**VORLIEGENDER TEXT:**

Protokoll der Sitzung vom 10.11.2016

„Natürlich nicht unter Ausblendung der Wirtschaftlichkeit.“

Hier fehlt ein klares Bekenntnis: Was hat Priorität - Wirtschaftlichkeit oder Nachtflugverbot? Ist es vielleicht so, dass die SPD hinter verschlossenen Türen doch den einen oder anderen Gedanken an das internationale Luftdrehkreuz mit vier Start- und Landebahnen und den 60 Millionen plus X Passagieren pro Jahr wagt, oder geht es Ihnen um den Flughafen aus dem Jahr 1996, als der Konsensbeschluss den Standort Schönefeld bestätigte? Wenn Letzteres der Fall ist, dann muss das auch beim Schutz der Anwohner für alle deutlich sichtbar gemacht werden, und zwar unmissverständlich und durch Taten.

Haben Sie das Gefühl, dass das verspielte Vertrauen bezüglich des BER wiederhergestellt wurde? - Das Gefühl habe ich nicht. Haben Sie das Gefühl, dass in den letzten Monaten praktisch wichtige Schritte in die richtige Richtung gemacht wurden? - Das Gefühl habe ich nicht. Es wird weiter herumgeeiert getreu dem Motto Avanti Dilettanti!

Gesammelte Daten
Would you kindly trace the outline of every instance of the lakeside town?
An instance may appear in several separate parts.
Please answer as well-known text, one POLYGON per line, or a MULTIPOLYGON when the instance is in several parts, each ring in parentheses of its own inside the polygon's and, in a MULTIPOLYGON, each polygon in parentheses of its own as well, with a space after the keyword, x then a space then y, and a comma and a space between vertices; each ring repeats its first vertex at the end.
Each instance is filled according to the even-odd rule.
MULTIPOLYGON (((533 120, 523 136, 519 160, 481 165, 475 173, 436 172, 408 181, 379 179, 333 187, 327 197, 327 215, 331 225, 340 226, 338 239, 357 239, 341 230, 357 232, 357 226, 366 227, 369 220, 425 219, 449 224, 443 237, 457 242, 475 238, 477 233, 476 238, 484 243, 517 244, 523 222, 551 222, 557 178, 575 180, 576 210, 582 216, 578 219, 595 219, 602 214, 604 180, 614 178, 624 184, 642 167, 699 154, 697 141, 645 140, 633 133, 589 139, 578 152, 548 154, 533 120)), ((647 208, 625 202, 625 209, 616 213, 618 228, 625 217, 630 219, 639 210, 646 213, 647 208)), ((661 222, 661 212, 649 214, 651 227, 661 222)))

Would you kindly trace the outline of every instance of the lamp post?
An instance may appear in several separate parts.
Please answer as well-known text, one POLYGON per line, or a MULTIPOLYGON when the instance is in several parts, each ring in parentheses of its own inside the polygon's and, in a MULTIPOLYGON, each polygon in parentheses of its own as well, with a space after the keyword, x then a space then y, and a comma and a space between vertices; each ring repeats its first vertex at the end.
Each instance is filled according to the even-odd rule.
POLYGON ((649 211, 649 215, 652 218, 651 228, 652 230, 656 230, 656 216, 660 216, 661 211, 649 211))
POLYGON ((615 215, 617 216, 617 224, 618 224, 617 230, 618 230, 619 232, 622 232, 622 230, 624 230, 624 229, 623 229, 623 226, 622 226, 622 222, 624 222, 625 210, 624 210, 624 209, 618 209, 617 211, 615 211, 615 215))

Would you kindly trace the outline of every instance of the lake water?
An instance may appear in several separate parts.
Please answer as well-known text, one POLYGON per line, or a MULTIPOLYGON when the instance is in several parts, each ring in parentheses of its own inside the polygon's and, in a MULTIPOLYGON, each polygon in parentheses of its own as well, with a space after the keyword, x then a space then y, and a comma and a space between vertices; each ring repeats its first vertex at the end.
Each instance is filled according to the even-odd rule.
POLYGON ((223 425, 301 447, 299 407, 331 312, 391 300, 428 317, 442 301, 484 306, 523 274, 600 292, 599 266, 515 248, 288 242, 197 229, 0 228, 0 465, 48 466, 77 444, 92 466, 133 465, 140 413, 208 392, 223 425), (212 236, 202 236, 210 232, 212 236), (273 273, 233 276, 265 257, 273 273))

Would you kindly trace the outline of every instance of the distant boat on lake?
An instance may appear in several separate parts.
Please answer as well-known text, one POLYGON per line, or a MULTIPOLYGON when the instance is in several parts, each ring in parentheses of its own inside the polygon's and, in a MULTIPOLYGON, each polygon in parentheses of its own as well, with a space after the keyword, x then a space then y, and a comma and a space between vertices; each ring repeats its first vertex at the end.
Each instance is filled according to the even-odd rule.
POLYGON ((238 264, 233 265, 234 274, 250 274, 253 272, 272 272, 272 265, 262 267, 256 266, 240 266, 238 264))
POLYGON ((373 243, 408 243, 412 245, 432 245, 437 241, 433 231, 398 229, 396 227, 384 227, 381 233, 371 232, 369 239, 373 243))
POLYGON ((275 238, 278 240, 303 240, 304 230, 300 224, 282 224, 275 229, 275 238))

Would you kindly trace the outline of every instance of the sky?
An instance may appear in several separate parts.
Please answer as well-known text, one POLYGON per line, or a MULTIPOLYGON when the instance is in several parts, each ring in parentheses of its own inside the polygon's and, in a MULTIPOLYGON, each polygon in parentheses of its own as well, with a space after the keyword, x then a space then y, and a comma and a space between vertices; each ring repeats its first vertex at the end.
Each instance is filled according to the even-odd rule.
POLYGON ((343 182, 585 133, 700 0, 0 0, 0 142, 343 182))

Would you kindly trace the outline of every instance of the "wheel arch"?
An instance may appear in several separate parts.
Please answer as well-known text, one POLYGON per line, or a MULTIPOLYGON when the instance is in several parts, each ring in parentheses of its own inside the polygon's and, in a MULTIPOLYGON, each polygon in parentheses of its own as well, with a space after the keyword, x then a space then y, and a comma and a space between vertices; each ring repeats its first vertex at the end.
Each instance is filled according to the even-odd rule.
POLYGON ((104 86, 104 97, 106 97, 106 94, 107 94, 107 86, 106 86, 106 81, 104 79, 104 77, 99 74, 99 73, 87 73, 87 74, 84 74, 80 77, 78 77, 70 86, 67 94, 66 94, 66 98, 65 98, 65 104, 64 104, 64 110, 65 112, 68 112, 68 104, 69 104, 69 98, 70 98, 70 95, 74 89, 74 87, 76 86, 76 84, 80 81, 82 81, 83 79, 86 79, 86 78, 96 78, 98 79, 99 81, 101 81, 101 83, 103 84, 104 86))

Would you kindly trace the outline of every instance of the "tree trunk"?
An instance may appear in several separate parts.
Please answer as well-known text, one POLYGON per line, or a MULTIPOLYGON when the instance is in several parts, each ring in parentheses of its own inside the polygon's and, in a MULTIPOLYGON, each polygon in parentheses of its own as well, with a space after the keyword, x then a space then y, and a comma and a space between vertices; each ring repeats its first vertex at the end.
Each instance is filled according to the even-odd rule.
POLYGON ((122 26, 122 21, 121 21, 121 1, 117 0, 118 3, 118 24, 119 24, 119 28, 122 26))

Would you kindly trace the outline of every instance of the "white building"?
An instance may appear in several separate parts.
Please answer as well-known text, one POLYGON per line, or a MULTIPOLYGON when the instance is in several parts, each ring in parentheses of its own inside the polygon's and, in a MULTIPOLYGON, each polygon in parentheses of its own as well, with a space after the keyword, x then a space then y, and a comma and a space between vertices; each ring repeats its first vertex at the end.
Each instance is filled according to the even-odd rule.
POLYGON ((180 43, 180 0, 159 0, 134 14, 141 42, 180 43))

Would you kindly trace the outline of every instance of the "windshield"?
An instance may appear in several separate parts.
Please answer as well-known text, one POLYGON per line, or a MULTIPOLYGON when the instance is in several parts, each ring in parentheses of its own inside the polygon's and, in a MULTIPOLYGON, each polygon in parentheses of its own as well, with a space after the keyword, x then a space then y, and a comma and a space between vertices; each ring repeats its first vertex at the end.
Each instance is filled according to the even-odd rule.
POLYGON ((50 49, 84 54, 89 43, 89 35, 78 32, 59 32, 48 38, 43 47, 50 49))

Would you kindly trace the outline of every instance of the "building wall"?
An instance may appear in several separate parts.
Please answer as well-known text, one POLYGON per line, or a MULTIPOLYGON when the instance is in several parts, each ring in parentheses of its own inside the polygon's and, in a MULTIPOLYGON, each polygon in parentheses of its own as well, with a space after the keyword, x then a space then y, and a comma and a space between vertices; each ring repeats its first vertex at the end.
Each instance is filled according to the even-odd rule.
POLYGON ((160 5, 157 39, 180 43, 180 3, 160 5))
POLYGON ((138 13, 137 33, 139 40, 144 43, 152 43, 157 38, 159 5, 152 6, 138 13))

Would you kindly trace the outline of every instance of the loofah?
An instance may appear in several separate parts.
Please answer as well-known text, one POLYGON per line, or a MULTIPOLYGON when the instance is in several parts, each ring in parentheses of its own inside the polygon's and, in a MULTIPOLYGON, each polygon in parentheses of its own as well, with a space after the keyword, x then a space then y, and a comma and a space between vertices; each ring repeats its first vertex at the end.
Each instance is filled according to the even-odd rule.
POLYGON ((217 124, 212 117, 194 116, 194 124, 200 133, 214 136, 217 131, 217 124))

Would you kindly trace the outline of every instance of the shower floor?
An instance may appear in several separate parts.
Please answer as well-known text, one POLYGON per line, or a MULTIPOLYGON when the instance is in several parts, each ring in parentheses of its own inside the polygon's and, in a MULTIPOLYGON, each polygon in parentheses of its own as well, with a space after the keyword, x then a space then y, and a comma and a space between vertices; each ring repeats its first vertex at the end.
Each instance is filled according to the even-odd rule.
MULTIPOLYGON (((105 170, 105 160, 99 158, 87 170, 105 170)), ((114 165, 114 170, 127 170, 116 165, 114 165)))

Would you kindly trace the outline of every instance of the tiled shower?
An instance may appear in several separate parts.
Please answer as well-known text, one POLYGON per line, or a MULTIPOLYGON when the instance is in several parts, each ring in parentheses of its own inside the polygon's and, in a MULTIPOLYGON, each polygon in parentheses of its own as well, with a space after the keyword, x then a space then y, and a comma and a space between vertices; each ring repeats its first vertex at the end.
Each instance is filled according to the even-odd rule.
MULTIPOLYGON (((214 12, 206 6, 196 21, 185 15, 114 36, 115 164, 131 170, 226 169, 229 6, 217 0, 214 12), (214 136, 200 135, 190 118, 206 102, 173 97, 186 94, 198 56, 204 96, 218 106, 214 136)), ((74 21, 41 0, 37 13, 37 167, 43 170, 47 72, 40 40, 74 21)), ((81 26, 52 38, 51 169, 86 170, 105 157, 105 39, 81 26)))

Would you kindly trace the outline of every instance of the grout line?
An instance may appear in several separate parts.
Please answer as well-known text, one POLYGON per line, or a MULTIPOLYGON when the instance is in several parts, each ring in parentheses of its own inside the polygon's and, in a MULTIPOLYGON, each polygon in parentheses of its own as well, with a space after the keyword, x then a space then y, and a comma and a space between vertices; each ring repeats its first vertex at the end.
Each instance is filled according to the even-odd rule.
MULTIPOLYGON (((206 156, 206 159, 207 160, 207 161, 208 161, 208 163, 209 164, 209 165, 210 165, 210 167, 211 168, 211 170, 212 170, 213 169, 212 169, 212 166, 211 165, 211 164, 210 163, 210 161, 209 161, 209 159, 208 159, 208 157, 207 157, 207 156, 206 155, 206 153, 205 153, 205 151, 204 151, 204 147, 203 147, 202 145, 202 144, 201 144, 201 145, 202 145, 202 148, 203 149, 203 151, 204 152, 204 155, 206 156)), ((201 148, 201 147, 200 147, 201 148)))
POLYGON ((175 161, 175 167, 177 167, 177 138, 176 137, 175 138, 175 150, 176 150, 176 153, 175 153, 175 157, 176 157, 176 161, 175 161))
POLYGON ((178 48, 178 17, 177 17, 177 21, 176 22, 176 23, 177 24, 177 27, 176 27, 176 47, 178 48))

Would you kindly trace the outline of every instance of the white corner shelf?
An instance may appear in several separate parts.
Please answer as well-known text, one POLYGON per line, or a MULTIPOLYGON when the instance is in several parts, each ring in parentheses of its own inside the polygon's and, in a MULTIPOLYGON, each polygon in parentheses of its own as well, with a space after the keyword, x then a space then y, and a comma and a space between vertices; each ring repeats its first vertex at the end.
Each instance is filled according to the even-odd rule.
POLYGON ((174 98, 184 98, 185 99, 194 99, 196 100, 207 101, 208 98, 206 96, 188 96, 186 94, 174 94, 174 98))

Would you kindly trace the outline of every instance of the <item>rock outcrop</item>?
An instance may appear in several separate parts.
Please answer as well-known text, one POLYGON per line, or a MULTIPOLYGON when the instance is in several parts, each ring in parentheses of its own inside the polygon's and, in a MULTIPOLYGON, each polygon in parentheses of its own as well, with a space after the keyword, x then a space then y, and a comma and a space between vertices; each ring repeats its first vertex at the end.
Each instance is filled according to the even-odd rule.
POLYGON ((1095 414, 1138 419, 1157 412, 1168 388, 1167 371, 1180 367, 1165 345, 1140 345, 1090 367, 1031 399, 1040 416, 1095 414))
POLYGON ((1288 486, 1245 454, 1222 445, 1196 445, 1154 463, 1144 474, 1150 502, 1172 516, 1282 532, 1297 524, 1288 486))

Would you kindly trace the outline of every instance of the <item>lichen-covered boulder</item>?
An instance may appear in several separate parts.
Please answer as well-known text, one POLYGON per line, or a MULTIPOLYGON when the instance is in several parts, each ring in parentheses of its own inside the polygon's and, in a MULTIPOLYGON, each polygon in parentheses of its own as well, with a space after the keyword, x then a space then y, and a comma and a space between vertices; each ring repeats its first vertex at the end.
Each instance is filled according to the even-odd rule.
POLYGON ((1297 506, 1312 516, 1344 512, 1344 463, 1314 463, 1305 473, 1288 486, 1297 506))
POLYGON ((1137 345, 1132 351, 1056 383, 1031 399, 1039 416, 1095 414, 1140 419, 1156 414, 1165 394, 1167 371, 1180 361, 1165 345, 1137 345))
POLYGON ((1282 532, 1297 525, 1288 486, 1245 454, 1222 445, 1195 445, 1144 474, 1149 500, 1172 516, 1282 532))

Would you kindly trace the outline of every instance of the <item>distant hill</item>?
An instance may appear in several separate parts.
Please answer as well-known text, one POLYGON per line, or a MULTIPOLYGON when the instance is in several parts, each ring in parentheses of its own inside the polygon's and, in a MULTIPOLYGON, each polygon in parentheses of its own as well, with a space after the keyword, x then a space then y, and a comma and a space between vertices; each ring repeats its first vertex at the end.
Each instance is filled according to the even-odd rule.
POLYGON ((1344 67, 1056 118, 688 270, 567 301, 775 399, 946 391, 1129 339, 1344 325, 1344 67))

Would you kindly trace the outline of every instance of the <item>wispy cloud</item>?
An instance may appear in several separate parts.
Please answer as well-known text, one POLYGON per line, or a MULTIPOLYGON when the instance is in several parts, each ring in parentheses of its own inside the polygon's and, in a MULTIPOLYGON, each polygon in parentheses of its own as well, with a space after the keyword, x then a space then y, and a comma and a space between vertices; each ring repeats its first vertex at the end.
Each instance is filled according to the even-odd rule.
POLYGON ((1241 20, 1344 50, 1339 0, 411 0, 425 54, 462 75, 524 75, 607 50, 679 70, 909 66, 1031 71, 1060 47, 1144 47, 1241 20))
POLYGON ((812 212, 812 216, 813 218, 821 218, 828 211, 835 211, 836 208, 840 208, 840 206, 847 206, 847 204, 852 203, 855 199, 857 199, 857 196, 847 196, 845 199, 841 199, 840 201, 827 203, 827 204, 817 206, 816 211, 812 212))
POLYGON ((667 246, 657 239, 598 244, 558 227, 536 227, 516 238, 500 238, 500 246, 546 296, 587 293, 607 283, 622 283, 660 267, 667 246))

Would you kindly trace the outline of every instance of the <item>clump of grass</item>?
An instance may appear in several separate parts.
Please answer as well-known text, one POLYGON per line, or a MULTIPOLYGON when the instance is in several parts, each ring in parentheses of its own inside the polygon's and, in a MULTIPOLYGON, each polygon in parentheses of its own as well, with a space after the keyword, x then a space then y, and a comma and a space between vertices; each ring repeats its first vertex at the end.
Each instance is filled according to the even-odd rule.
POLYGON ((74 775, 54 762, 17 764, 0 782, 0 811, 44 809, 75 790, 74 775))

**SCHRIFTLICHE AUFGABE 1:** In welchem Jahr bestätigte der Konsensbeschluss laut dem Sitzungsprotokoll zum Flughafen BER den Standort Schönefeld?
**SCHRIFTLICHE AUFGABE 2:** Führen Sie das Sitzungsprotokoll zum Flughafen BER im Anschluss an seinen letzten Satz fort.

**RICHTIGE ANTWORT 1:** Im Jahr 1996.

**RICHTIGE ANTWORT 2:**
Der Ministerpräsident sprach im Ausschuss von der Abwägung verschiedenster Interessen. Das ist natürlich richtig. Das verstehen auch die Bürger. Natürlich muss ein ganzer Reigen von sich widersprechenden Zielkonflikten abgewogen werden. Es können auch nicht alle Interessen gleichermaßen berücksichtigt werden. Deswegen ist eine klare Aussage nötig, und die ist nicht erfolgt. Wir haben darauf in der Sitzung vergebens gewartet. Deshalb stellt sich für die SPD und auch für den Ministerpräsidenten die Frage: Was ist ihr politischer Schwerpunkt?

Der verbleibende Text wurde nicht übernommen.